+++ Records to process
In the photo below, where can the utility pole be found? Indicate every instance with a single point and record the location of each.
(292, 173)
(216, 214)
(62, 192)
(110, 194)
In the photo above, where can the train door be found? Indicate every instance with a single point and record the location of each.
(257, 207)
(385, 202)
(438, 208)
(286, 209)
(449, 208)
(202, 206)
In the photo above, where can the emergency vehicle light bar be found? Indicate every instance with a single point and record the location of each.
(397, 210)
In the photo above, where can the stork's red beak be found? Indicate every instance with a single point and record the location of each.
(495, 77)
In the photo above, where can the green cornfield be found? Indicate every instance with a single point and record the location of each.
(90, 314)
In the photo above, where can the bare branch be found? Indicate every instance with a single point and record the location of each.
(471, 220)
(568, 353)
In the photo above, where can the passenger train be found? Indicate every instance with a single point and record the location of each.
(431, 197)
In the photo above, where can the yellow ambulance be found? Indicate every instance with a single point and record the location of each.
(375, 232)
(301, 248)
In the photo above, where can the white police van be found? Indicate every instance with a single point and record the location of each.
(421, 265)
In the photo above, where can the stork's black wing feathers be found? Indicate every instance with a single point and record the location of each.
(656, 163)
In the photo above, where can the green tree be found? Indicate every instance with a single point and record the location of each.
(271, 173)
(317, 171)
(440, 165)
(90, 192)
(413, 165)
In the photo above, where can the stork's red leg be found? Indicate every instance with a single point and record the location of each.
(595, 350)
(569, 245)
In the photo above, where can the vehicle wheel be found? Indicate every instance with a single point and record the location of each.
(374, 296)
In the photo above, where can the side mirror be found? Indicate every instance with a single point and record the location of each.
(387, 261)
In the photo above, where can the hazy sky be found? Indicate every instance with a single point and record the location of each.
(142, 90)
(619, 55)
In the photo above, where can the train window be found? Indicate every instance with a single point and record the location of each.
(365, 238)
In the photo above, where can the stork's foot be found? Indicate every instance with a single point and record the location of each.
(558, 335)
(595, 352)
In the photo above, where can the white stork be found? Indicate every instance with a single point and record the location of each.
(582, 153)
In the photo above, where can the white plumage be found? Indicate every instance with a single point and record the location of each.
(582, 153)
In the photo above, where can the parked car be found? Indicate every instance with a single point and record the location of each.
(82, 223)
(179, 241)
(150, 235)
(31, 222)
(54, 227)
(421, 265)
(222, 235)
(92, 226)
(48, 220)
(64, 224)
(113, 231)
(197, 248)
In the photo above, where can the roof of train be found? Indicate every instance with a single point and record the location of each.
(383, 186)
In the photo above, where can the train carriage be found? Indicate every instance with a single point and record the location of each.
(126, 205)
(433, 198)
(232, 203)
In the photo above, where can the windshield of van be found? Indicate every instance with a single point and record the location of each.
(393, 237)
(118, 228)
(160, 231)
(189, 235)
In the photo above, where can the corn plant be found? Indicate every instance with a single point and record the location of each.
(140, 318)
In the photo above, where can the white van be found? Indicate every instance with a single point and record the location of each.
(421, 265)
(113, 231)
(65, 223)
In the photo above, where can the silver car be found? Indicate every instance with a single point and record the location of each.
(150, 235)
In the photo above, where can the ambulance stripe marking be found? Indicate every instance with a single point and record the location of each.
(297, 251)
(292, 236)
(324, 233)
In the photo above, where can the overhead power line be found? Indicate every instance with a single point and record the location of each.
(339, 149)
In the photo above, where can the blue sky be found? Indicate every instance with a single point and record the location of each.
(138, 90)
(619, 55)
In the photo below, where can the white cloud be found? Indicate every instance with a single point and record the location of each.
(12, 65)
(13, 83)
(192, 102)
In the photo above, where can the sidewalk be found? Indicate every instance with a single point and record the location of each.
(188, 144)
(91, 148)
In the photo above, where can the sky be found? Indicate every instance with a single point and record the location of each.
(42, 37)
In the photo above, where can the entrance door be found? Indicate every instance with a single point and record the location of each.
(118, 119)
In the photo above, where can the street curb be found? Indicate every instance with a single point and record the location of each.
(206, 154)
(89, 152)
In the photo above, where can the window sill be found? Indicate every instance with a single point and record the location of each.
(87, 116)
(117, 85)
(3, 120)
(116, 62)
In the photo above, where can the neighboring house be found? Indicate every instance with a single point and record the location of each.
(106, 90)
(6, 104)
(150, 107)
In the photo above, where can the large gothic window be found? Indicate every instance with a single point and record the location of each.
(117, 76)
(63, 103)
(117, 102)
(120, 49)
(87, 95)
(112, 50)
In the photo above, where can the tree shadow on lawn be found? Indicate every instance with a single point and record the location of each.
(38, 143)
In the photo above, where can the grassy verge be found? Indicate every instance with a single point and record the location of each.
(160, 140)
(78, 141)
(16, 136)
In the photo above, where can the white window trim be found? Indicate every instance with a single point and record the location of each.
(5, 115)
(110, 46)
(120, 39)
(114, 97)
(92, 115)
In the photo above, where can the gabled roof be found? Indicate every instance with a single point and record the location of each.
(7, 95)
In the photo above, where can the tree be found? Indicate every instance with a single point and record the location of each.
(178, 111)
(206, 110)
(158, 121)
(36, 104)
++++++
* _Task directions_
Every record above must be duplicated exactly.

* _Solution for this exercise_
In the photo below, where can the utility pole be found? Indicate every instance with a single point and record the location of each.
(292, 173)
(216, 214)
(62, 192)
(110, 194)
In the photo above, where can the train door be found? Indicate every instance with a single point and record the location of each.
(257, 207)
(385, 202)
(438, 208)
(286, 209)
(449, 208)
(202, 206)
In the photo above, where can the emergency vehicle light bar be found? Indicate every instance with a single point and record the location of each.
(397, 210)
In the photo above, where can the stork's red beak be found? Indicate every instance with a single point and record the location of each.
(495, 77)
In the photo above, where can the green cornfield be found? Indicate every instance with a single point and record the location of each.
(90, 314)
In the photo above, where can the bare branch be found? Indicate every instance with a single point and record the location of each.
(471, 220)
(568, 353)
In the photo above, where can the passenger train be found? Indicate every instance with a single point and record the location of each.
(431, 197)
In the photo above, where can the yellow ambulance be found? Indicate every instance with a single point and record the location of each.
(375, 232)
(301, 248)
In the photo above, where can the white police van be found? Indicate every instance with a single point and record the location of each.
(421, 265)
In the photo above, where can the stork's black wing feathers be found? Indicate every instance with a single point and record the location of each.
(656, 163)
In the photo above, where can the green tree be found? Indicate every instance with a single point and record the location of each.
(271, 173)
(317, 171)
(440, 165)
(90, 192)
(413, 165)
In the photo above, where can the stork's red leg be found? Indicate every instance with a single point and record the location of each.
(595, 350)
(569, 245)
In the photo above, where can the vehicle wheel be found? Indicate every instance with a single point and record the location of each.
(374, 296)
In the photo above, where can the side mirror be found? Indicate every instance with a single point and record the location of each.
(387, 261)
In the photo above, where can the hazy sky be found? Indicate every instance with a single point and record the location of each.
(142, 90)
(619, 55)
In the photo above, where can the train window be found? Indicate every instance with a single point and record the location of each.
(365, 238)
In the photo above, where can the stork's foot be found? Indicate every instance with a single point and record the location of each.
(558, 335)
(595, 352)
In the photo above, where can the white stork be found? Indicate every instance with a single point and record the location of each.
(582, 153)
In the photo above, where can the white plumage be found? Indicate every instance with a single point and record the location of each.
(582, 153)
In the photo above, where can the parked car be found? Indicate every instance with a single point and record the location of each.
(82, 223)
(179, 241)
(150, 235)
(31, 222)
(54, 227)
(421, 265)
(222, 235)
(92, 226)
(48, 220)
(64, 224)
(113, 231)
(197, 248)
In the photo above, where can the roof of train be found? Indicate every instance with a single point and record the location of each.
(383, 186)
In the photo above, where can the train carriage be found? Indicate every instance with a single point and record the location of each.
(126, 205)
(433, 198)
(232, 203)
In the photo above, where can the windshield of van be found? Indicate every instance with a single point and record the location of each.
(393, 237)
(118, 228)
(160, 231)
(189, 235)
In the photo above, where can the corn plant be found? Indicate every instance with a single point and record the location of each.
(140, 318)
In the photo above, where can the white van be found? Indicate every instance with a single point and record the location of each.
(421, 265)
(113, 231)
(65, 223)
In the photo above, where can the silver car be found? Indicate every instance with a single point and record the location of each.
(150, 235)
In the photo above, where can the ambulance stripe marking be found? Indicate every instance with a single point and record the location of each.
(297, 251)
(292, 236)
(324, 233)
In the photo above, where can the overhead power line be found? Indicate every instance with a single point and record the location of each.
(339, 149)
In the photo above, where can the blue sky be found? Indicate every instance with a single point and record the location of each.
(138, 90)
(619, 55)
In the photo below, where can the white cloud be found? Indicate every instance with a single point and record the location of each.
(12, 65)
(13, 83)
(192, 102)
In the photo above, where can the sidewalk be found? Indicate every instance with a single point and record the location of each.
(188, 144)
(91, 148)
In the photo above, where can the sky be found? Indicate every instance with a single point and record the location of each.
(42, 37)
In the photo above, where can the entrance door be found? Indicate every instance with a single point and record the location of each.
(118, 119)
In the photo above, where can the street curb be found? Indicate every instance with a single point and record the location of each.
(206, 154)
(89, 152)
In the photo above, where can the window sill be found? Indicate every instance with a single point and record the location of each.
(87, 116)
(117, 85)
(3, 120)
(116, 62)
In the photo above, where can the neighboring house be found? Indicate every instance with a single point and record the location of each.
(106, 90)
(6, 104)
(150, 107)
In the photo above, where can the large gothic window be found? Indicate every instance with a single point and record the location of each.
(117, 76)
(63, 103)
(117, 102)
(120, 49)
(87, 95)
(112, 50)
In the photo above, where can the tree shadow on lawn be found? Indicate every instance with a single point and record the location of each.
(38, 143)
In the photo above, where can the grassy verge be found? Indicate every instance with a single point and record the location of each.
(160, 140)
(78, 141)
(16, 136)
In the photo above, where can the white window trim be found? Indicate every instance with a single point and record the location of each.
(5, 115)
(110, 46)
(120, 39)
(114, 97)
(92, 115)
In the photo above, where can the gabled roof be found? Indicate every instance with a single point and record the location of each.
(7, 95)
In the photo above, where can the tree be found? Indicate every instance with a single point and record the location of each.
(178, 111)
(206, 110)
(158, 121)
(36, 104)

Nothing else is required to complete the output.